Apparently vaccine passes and mandates will go from midnight Monday 4th April. I struggled to get vaccinated! Oh, the irony! What will we do without the kerfuffle of scanning and entering a secret code for my vaccine pass? On, and there’ll be no need to scan. Masks, anyone?
In Ukraine, it’s reported that Russian President Vladimir Putin’s forces are increasingly concentrating their air power and artillery on Ukraine’s cities and the civilians living there. Moscow’s invasion has driven nearly 3.5 million people from Ukraine, according to the United Nations, with another 6.5 million displaced inside the country. The UN has confirmed over 900 civilian deaths while saying the real toll is probably much higher. Estimates of Russian deaths vary, but even conservative figures are in the low thousands.
Ukrainian forces are fighting hard in Mariupol. Hillary Clinton has tested positive for Covid 19. BIden’s wonderful press secretary, Jen Psaki, has tested positive (again!)
I am waiting for today’s Covid 19 report. Today there are 20,087 new cases, and 11 further deaths. There are 960 people in hospital, and 33 of them are in Intensive Care. There’ve now been 210 deaths. It’s reported that of the 11 deaths reported on Wednesday, two people were from Northland, five from Auckland, one from Bay of Plenty and three from Wellington. Of the 11 deaths reported on Wednesday, two people were from Northland, five from Auckland, one from Bay of Plenty and three from Wellington. It’s reported that the new community cases were in Northland (727), Auckland (4122), Waikato (1726), Bay of Plenty (1290), Lakes (505), Hawke’s Bay (1064), MidCentral (919), Whanganui (388), Taranaki (679), Tairāwhiti (339), Wairarapa (276), Capital & Coast (1259), Hutt Valley (720), Nelson Marlborough (584), Canterbury (3468), South Canterbury (319), Southern (1631), West Coast (56); and 15 in unknown locations.

____

Prompt 1 —
Answer these questions from the diary entry about Covid and Ukraine:
(a) When are vaccine passes and mandates said to go?
(b) According to the United Nations, how many people has Moscow's invasion driven from Ukraine?
(c) How many of the people in hospital are in Intensive Care?
Prompt 2 — Carry on the diary entry about Covid and Ukraine for a few sentences, starting right after the list of new community cases.

Stored dataset items:
____

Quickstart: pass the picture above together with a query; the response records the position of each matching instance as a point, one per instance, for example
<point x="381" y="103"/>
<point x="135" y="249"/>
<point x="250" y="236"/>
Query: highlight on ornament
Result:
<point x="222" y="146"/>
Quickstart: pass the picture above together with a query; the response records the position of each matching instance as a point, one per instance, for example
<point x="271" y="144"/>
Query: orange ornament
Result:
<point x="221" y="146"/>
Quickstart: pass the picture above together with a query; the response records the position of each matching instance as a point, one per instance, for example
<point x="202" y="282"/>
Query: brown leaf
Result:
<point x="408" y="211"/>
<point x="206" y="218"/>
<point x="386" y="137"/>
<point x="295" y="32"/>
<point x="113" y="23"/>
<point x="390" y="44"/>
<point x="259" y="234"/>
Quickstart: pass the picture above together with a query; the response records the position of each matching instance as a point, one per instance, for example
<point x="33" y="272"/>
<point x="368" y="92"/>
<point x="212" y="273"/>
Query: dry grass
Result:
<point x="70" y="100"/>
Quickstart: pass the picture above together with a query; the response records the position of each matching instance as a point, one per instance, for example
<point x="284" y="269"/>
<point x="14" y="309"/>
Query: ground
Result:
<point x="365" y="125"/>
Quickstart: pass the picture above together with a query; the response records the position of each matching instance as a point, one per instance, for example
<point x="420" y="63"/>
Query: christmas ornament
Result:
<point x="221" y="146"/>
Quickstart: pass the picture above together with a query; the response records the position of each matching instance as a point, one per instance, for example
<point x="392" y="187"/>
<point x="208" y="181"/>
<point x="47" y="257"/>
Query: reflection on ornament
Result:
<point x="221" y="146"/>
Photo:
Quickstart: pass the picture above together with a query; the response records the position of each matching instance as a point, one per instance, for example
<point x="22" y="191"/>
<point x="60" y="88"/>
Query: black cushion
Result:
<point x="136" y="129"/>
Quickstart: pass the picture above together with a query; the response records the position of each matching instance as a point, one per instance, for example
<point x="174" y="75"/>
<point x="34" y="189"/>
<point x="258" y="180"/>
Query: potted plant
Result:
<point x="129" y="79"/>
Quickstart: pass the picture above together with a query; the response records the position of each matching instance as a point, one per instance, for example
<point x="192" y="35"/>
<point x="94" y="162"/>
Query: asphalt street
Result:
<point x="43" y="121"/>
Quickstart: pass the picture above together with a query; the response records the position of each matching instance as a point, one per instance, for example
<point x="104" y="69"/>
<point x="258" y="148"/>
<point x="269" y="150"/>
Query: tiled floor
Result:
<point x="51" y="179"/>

____

Answer space 1 —
(a) From midnight Monday 4th April.
(b) Nearly 3.5 million.
(c) 33.

Answer space 2 —
In Ukraine, the military conflict rages on. There is news that a Ukrainian town has been retaken. There is fierce fighting, and continuous bombing, in Mariupol. People describe it as “hell on earth”, with no power and no water. The battle for Mariupol continues. The 2,389 children who were deported to Russia were evidently from an orphanage. That’s still awful, but I guess fewer parents will be agonising over their future now. There have been desperate scenes of wounded people, children as well as soldiers, and, of course, there’ve been many very sad casualties. One thinks, in this situation, of the elderly, the inform, the sick, the so-called “feeble minded”, the people who cannot get away, for whom getting to some kind of shelter would be an ordeal in itself.
I listened to Tim Snyder, an historian from Yale University, talking to a BBC interviewer. What he said was depressing. It seemed to me that he argued that Putin’s world view is to distrust the west, always; and tell lies about Ukraine. Then he invades Ukraine. He doesn’t really need to “win” the war there – what is winning, anyway? He’s just going to wreck the place, and hopes to install a puppet regime obedient to Moscow and whatever it dictates. Snyder points out that Ukraine is bearing the brunt of Putin’s cruelty, on our behalf. He also pointed out that totalitarian governments are generally stable, without the inherent messiness of democracy, with its unpredictable (and sometimes hard fought over) elections, and the need for someone to concede defeat. In Putin’s view, that’s why they’re inherently better; no opposition is tolerated. To Putin, the West remains decadent and out to get him, for some reason. Does anyone really want Siberia? (My comment).
That’s it for now. Slava Ukraini! Ngā mihi.